__DIRECTIONS FOR THIS TASK__. Report each line of the listing below that contains the word "Format", copying the line in full.

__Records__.
------------------------------

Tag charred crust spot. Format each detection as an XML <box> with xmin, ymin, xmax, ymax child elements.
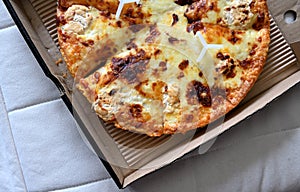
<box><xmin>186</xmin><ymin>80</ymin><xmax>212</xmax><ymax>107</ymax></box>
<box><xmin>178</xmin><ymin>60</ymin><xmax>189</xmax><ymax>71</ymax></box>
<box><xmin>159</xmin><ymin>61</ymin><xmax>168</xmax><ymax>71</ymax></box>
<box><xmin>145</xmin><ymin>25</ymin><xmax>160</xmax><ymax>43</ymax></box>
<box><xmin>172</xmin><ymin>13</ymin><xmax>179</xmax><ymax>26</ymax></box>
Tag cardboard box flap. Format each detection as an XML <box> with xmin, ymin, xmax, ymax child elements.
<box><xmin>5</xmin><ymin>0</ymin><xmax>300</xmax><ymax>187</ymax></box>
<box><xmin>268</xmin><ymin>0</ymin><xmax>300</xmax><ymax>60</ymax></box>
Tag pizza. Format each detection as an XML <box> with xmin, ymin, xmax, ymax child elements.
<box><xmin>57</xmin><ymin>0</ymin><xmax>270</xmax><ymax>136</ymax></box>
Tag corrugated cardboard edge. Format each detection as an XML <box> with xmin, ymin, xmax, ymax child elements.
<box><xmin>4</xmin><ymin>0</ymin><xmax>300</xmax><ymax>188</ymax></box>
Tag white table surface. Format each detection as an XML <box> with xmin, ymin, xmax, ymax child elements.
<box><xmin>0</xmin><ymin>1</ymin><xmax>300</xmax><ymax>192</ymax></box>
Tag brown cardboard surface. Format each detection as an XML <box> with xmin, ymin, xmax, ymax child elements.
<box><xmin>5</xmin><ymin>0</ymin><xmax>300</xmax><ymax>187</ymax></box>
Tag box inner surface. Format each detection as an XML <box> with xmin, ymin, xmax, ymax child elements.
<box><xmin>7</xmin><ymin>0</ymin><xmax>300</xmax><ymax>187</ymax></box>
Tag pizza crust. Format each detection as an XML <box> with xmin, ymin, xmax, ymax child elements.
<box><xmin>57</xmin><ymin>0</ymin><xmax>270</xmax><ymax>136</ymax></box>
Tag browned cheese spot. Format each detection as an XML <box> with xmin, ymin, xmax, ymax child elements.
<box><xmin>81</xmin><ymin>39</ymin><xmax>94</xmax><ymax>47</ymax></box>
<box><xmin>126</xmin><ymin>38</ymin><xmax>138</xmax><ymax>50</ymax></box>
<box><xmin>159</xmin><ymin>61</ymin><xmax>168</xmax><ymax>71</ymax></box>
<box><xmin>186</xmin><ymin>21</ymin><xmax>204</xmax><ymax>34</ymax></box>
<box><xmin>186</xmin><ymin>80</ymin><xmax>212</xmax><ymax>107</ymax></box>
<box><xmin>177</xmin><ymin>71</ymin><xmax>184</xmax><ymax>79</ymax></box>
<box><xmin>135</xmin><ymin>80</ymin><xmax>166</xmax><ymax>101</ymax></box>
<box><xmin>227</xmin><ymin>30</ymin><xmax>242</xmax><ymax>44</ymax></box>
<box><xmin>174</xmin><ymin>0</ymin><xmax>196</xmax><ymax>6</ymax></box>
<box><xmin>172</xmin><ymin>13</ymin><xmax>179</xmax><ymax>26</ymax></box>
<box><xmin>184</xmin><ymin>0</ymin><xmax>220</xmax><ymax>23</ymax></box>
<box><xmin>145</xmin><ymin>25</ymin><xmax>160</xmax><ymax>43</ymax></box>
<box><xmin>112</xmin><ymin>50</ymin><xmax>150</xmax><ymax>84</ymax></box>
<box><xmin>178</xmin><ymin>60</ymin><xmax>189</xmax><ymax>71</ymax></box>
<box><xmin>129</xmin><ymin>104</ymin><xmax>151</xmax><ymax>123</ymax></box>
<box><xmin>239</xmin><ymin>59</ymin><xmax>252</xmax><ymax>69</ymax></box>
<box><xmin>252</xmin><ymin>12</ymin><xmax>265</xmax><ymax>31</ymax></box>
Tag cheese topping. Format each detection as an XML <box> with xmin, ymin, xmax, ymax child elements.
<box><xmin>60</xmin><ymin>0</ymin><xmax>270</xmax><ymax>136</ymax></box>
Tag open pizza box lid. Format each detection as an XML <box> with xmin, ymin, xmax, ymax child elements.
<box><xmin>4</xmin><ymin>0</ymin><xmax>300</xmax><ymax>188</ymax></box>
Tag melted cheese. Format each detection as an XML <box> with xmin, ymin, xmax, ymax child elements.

------------------------------

__FULL ANSWER__.
Tag charred crust spot. Format each detection as an XML <box> with xmin, ymin, xmax, ymax child elements.
Tag cardboard box flap. Format each detection as an XML <box> with xmin, ymin, xmax, ymax child elements.
Tag pizza. Format each detection as an XML <box> with xmin, ymin, xmax, ymax child elements.
Tag corrugated cardboard edge. Format each detection as an XML <box> with xmin, ymin, xmax, ymax child elements.
Tag white table surface. Format each detection as an XML <box> with xmin, ymin, xmax, ymax child elements.
Tag brown cardboard surface. Format each detection as an XML <box> with xmin, ymin, xmax, ymax child elements.
Tag box inner surface. Format each detection as an XML <box> with xmin, ymin, xmax, ymax child elements.
Tag pizza crust. Format each detection as an XML <box> with xmin, ymin, xmax, ymax child elements.
Tag browned cheese spot. Format each detection as an XML <box> with xmin, ymin, xmax, ymax child elements.
Tag cheese topping. Format each detection as an XML <box> with xmin, ymin, xmax, ymax child elements.
Tag open pizza box lid. Format each detection as an XML <box> with xmin, ymin, xmax, ymax child elements.
Tag melted cheese. Format each detection as an XML <box> with xmin, ymin, xmax, ymax child elements.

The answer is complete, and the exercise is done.